PAGE TEXT

Cameron’s ‘tax choice’ misses the point
6November 3, 2014 by Paul Goldsmith
In an interesting article in the Times last week, David Cameron set out his view of the ideological differences between the Conservatives and Labour on the subject of income tax. It contained some very interesting distinctions and explained well his view of income tax policy. As a piece of political posturing, it made sense. There was also some economic theory that made sense. But in his article Cameron commits two errors; he does not address how the tax cuts he is promising will be funded, particularly in view of the Tories commitment to cut the deficit, and he ignores once again the little he is doing to address the problem of low pay in our economy.
First, what Cameron said. He talks of the way tax cuts incentivise work and contrasts that with how benefits incentivise welfare. He also contrasts taxing people less to increase their living standards with taxing more then giving some money back through a complicated system of tax credits and benefits. He argues that the latter can often mean that if people work more, they would earn less, which is rather perverse.

REQUIREMENT A
According to the article on Cameron's tax choice, what two errors does Cameron commit?
REQUIREMENT B
Proceed with the article on Cameron's income tax argument, picking up after its last sentence.

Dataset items
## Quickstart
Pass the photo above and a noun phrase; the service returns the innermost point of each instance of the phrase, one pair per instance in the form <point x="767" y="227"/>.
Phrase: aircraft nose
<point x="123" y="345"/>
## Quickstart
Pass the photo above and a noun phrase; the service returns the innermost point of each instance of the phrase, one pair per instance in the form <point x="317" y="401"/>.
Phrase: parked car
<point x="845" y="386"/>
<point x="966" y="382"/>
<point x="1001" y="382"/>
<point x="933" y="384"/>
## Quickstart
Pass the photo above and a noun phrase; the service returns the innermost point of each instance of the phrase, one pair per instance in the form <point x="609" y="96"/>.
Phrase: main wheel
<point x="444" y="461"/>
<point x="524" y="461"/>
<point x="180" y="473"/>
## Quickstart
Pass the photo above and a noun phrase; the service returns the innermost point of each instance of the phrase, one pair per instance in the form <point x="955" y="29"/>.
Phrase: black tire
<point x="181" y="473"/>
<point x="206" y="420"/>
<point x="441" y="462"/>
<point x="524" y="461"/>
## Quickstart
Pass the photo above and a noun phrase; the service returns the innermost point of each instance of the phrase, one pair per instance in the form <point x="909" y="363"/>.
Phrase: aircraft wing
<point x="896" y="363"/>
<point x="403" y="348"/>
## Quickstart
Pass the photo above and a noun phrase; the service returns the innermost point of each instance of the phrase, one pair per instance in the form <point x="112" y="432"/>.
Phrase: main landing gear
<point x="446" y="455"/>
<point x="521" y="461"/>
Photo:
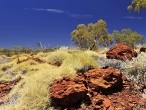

EXERCISE OUTPUT A
He does not address how his promised tax cuts will be funded, particularly given the Tories' commitment to cut the deficit, and he ignores how little he is doing about low pay.

EXERCISE OUTPUT B
Then he gets a bit more ideological. He points out that “every single pound of public money started as private earning. Every million in the Treasury represents a huge amount of hard work: early morning alarms, long commutes, hours spent on the factory floor, the office, the hospital ward or the classroom.” He then makes an interesting point about how Ed Miliband and his Shadow Cabinet spent years mocking the cut in the highest rate of incomes tax from 50% to 45% as the “government writing cheques” to those people. This characterises public money as something that a government “bestows magnanimously on the people”, and explains what Cameron calls the ‘appalling government profligacy’ he feels occurred on Labour’s watch.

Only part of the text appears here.